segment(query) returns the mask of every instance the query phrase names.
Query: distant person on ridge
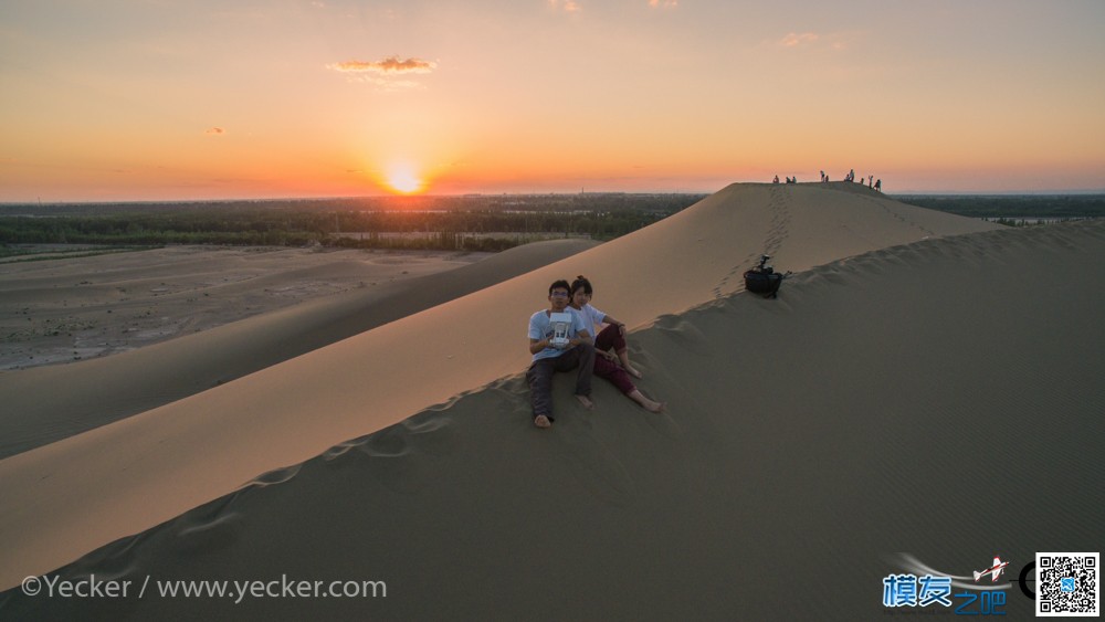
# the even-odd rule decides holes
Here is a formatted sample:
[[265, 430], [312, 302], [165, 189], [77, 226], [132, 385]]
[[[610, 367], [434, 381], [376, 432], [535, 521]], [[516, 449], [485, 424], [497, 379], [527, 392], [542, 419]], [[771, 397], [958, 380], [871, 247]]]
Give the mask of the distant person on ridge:
[[[529, 383], [529, 400], [534, 408], [534, 425], [552, 425], [552, 375], [557, 371], [579, 369], [576, 373], [576, 399], [583, 408], [592, 408], [591, 372], [594, 370], [594, 346], [591, 334], [578, 313], [568, 309], [571, 288], [560, 280], [549, 286], [549, 308], [535, 313], [529, 318], [529, 354], [534, 360], [526, 370]], [[568, 314], [570, 325], [565, 327], [564, 342], [552, 325], [552, 314]]]
[[[571, 284], [570, 306], [583, 318], [587, 330], [591, 331], [598, 326], [606, 325], [606, 328], [598, 330], [594, 337], [594, 375], [609, 380], [627, 398], [641, 404], [645, 410], [650, 412], [662, 411], [663, 403], [644, 397], [629, 379], [630, 376], [640, 378], [641, 372], [629, 362], [625, 324], [592, 307], [591, 296], [593, 293], [591, 282], [582, 275], [577, 276]], [[610, 350], [613, 350], [614, 354], [611, 354]]]

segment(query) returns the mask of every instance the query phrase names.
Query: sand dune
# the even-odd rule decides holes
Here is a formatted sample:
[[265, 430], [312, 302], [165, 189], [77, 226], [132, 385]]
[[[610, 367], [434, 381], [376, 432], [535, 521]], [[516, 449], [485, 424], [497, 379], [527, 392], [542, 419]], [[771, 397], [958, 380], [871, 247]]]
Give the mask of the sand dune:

◆ WORK TO DO ◆
Please print every line of the entries above verbatim, omitting the pictures.

◆ CORRECT RESPONSE ◆
segment(query) returns the mask of every instance the query phrase names.
Query: distant person on ridge
# the even-odd rule decides holes
Here is a formatted sample:
[[265, 430], [312, 302], [165, 189], [77, 226], [132, 385]]
[[[610, 367], [434, 381], [376, 432], [535, 521]], [[516, 449], [485, 424], [497, 379], [527, 392], [542, 419]], [[771, 397], [958, 380], [871, 247]]]
Give the mask of the distant person on ridge:
[[[529, 383], [529, 400], [534, 408], [534, 425], [552, 425], [552, 375], [557, 371], [579, 369], [576, 373], [576, 399], [583, 408], [592, 408], [591, 372], [594, 370], [594, 346], [591, 334], [578, 313], [568, 309], [571, 288], [560, 280], [549, 286], [549, 308], [535, 313], [529, 318], [529, 354], [534, 360], [526, 370]], [[568, 314], [570, 325], [565, 327], [564, 342], [552, 325], [552, 314]]]
[[[571, 284], [570, 306], [583, 318], [587, 330], [591, 331], [598, 326], [606, 325], [606, 328], [598, 330], [594, 337], [594, 375], [609, 380], [627, 398], [641, 404], [645, 410], [650, 412], [662, 411], [663, 403], [644, 397], [629, 379], [630, 376], [640, 378], [641, 372], [629, 362], [625, 324], [592, 307], [591, 296], [593, 293], [591, 282], [582, 275], [577, 276]], [[610, 350], [613, 350], [614, 354], [611, 354]]]

segment(query) returns the mask of every instance the query phrase names.
Query: sand dune
# the even-odd rule decides holes
Here is a formatted sample:
[[265, 430], [312, 302], [165, 189], [77, 226], [132, 385]]
[[[610, 367], [434, 381], [376, 432], [535, 521]], [[516, 449], [485, 424], [497, 379], [527, 392], [542, 419]], [[771, 397], [958, 380], [871, 247]]]
Give the mask of the sand dune:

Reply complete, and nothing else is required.